Start of Data extract

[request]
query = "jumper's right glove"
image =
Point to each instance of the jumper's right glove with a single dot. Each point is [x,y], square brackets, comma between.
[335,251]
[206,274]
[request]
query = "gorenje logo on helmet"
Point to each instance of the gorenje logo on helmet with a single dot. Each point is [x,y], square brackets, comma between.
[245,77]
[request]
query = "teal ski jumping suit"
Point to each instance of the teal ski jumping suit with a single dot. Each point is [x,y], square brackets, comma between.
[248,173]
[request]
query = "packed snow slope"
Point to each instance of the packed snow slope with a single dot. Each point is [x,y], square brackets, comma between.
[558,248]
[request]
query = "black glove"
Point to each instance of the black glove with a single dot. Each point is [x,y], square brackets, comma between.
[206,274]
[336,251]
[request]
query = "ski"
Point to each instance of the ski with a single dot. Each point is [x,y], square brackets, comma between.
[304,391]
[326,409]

End of Data extract
Start of Data extract

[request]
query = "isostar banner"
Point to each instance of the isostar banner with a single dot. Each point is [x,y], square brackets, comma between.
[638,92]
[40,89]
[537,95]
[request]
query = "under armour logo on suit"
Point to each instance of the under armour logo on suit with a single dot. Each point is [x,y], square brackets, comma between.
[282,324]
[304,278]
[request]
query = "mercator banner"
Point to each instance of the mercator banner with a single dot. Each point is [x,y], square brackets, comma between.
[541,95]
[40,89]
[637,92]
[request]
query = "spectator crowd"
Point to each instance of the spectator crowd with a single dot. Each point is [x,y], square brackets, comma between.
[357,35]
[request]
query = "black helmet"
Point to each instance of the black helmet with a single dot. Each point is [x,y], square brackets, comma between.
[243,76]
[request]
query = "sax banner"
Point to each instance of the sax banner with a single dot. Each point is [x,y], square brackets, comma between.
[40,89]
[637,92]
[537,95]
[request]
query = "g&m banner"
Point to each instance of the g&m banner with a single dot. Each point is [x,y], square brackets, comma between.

End of Data extract

Could you return exactly the lines above from the line with "Point to each instance of the spectator" to the line with "Point to each instance of the g&m", both included, and nothing else?

Point to each instance of the spectator crowd with a single dot. Each point is [x,y], square brackets, comma between.
[357,35]
[request]
query = "black helmet"
Point to each instance of the black helmet with a single dot. Each point is [x,y], square brackets, comma between.
[243,76]
[request]
query = "sax banner"
Point to each instance of the sax banner with a single dot. Each point is [x,y], square brackets, comma between.
[40,89]
[637,92]
[537,95]
[request]
query = "g&m banner"
Point to each instance of the g&m banner with a single dot. Each point is [x,y], square brackets, comma between.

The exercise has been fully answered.